* _Exercise prompt_:
Everything from the line containing "For each instance of the chrome" through the last line of the data below must be copied exactly, with no other lines included.

* _Material for the task_:
== Segment start ==

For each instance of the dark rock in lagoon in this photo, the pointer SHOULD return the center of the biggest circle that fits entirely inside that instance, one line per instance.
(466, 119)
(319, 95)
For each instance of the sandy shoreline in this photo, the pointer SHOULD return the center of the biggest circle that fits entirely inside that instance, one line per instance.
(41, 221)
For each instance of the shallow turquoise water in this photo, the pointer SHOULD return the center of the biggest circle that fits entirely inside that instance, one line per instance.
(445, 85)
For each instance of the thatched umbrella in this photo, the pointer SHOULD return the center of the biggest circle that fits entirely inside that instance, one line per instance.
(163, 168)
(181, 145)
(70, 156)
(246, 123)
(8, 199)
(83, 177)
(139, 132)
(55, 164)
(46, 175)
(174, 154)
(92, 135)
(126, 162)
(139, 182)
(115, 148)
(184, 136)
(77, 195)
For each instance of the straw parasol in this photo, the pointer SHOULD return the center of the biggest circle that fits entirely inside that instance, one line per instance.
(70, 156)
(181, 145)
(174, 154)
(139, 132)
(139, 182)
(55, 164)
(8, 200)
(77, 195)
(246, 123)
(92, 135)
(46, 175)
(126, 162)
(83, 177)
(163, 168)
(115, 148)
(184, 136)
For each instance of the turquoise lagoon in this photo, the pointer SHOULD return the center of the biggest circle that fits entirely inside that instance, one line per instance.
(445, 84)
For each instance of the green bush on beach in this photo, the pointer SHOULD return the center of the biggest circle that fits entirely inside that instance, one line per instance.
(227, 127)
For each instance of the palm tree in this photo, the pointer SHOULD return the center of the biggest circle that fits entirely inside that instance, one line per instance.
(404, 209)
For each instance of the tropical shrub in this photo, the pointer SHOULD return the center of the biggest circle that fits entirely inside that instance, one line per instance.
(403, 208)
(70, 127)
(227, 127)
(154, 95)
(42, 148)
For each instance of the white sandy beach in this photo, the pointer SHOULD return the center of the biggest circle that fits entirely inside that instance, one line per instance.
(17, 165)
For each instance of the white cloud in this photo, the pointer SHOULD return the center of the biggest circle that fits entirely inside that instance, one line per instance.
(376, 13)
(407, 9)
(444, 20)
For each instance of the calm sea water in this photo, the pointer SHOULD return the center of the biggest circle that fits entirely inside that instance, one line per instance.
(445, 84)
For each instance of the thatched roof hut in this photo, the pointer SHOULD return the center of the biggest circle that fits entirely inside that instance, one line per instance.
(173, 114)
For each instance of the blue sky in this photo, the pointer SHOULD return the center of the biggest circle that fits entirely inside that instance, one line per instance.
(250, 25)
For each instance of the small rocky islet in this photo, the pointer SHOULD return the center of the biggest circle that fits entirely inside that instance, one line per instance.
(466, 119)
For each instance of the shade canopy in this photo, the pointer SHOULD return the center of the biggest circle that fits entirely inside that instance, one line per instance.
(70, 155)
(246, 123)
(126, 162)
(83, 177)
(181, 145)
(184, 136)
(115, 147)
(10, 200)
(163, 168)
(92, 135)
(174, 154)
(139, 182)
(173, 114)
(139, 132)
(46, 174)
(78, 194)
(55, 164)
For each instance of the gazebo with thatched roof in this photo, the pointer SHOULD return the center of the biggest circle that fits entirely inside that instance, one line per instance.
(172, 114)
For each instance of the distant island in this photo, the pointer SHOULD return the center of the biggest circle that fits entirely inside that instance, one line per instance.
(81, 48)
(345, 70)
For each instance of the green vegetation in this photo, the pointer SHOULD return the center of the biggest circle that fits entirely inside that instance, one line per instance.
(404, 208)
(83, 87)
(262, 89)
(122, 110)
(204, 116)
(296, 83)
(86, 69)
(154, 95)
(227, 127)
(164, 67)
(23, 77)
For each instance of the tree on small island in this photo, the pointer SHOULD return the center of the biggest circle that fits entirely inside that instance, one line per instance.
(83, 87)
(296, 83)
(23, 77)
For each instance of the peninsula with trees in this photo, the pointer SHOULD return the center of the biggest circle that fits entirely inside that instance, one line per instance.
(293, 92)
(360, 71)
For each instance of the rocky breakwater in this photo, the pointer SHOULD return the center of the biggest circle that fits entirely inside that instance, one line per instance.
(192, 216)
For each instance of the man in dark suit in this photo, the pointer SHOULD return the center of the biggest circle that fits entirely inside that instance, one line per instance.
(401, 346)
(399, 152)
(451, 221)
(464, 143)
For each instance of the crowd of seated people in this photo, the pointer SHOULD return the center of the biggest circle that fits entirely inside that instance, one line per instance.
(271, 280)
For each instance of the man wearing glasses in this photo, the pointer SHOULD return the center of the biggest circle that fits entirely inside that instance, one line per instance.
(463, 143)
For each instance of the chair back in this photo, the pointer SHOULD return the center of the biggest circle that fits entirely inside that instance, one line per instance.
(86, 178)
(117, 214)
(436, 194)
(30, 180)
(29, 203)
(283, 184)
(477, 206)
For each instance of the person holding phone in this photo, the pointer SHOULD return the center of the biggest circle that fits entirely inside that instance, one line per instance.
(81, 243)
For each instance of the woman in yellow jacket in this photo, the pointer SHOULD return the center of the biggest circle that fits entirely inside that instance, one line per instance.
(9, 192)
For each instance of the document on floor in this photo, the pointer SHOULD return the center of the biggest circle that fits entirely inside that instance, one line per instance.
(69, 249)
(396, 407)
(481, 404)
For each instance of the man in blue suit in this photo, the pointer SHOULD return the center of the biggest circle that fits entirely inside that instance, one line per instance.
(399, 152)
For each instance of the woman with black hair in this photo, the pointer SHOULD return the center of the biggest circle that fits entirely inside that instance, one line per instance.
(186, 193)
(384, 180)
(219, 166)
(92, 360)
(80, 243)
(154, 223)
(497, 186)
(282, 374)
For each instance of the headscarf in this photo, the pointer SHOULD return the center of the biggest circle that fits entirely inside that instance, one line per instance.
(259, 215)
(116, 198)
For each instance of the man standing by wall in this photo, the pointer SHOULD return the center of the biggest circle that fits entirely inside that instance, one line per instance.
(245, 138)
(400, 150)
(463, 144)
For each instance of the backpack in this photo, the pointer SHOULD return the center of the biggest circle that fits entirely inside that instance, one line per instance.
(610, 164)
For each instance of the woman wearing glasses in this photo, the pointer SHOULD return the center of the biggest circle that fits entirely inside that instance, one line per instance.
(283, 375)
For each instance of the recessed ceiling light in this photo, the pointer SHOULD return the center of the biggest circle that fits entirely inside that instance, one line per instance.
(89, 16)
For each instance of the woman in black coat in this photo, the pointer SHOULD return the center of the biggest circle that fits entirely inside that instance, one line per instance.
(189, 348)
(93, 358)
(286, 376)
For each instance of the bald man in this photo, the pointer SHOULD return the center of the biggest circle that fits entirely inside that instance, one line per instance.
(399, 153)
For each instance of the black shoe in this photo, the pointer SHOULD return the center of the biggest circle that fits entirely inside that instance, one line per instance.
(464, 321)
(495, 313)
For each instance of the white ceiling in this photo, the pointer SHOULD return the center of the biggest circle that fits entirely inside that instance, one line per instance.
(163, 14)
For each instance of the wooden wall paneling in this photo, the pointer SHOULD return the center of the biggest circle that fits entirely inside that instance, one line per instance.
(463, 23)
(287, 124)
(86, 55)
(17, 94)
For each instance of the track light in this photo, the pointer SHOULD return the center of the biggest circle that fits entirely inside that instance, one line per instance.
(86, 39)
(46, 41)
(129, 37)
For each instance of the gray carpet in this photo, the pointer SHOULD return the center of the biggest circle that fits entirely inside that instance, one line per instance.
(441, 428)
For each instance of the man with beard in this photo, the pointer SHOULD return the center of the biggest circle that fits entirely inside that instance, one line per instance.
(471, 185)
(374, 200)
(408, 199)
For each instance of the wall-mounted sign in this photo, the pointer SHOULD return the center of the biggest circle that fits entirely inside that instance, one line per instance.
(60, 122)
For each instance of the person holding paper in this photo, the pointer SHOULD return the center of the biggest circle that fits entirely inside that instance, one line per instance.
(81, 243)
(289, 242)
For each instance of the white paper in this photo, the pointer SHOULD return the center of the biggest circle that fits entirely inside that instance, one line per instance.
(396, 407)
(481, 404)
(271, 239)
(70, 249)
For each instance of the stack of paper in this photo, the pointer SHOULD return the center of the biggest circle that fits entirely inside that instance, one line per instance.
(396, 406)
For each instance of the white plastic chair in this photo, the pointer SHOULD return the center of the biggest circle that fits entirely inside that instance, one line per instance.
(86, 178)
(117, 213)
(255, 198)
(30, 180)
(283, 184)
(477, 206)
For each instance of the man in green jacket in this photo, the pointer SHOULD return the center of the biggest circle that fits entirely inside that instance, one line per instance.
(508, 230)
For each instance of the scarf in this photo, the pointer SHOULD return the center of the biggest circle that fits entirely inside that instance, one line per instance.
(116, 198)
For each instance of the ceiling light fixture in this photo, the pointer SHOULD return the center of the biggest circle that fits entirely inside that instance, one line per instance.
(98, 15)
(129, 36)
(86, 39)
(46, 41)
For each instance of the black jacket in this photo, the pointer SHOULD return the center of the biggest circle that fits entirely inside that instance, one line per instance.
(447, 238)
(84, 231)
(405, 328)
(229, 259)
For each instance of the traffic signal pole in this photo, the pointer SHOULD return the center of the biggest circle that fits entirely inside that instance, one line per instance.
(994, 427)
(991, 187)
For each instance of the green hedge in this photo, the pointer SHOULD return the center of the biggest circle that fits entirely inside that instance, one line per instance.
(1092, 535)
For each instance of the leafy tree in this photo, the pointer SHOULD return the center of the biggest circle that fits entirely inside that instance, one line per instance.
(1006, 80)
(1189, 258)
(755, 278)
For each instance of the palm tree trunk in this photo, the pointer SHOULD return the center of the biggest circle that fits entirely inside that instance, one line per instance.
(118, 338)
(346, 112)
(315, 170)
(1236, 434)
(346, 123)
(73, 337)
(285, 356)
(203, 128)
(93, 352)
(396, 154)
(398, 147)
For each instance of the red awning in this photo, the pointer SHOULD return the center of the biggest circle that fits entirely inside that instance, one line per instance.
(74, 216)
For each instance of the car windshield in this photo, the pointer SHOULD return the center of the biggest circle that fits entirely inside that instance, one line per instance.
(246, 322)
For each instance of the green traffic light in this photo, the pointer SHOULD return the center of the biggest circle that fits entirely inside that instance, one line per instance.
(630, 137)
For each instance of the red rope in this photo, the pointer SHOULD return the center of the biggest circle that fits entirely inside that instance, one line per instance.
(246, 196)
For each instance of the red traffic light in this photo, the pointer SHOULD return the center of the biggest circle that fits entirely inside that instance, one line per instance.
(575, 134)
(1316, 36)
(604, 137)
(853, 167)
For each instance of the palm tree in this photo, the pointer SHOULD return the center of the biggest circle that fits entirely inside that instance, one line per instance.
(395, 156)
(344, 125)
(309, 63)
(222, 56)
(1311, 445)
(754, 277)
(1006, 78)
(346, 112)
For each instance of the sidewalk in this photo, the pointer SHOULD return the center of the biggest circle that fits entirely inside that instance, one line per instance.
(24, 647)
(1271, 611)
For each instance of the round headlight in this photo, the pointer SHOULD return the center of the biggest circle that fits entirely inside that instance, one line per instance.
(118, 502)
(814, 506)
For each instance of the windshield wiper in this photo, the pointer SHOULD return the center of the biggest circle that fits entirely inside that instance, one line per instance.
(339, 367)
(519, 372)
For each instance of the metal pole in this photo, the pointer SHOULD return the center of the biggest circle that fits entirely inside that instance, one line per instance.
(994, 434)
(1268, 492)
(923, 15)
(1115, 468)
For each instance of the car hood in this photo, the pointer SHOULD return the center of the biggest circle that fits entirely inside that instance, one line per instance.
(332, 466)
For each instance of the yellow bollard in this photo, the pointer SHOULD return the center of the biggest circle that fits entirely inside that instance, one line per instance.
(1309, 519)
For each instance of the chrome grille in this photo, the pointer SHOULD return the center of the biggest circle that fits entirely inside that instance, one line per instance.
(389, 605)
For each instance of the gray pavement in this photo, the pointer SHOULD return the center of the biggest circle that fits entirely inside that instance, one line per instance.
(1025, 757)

== Segment end ==

* _Output of the task_:
For each instance of the chrome grille in this photo, the pointer SHOULD return the center of the biggest circle that fits entirely inside that instance, one line per instance.
(389, 605)
For each instance of the gray pavement in this photo, the pointer SHOULD return the center of the biggest circle that fits entirely inside that instance, one line per instance.
(1025, 757)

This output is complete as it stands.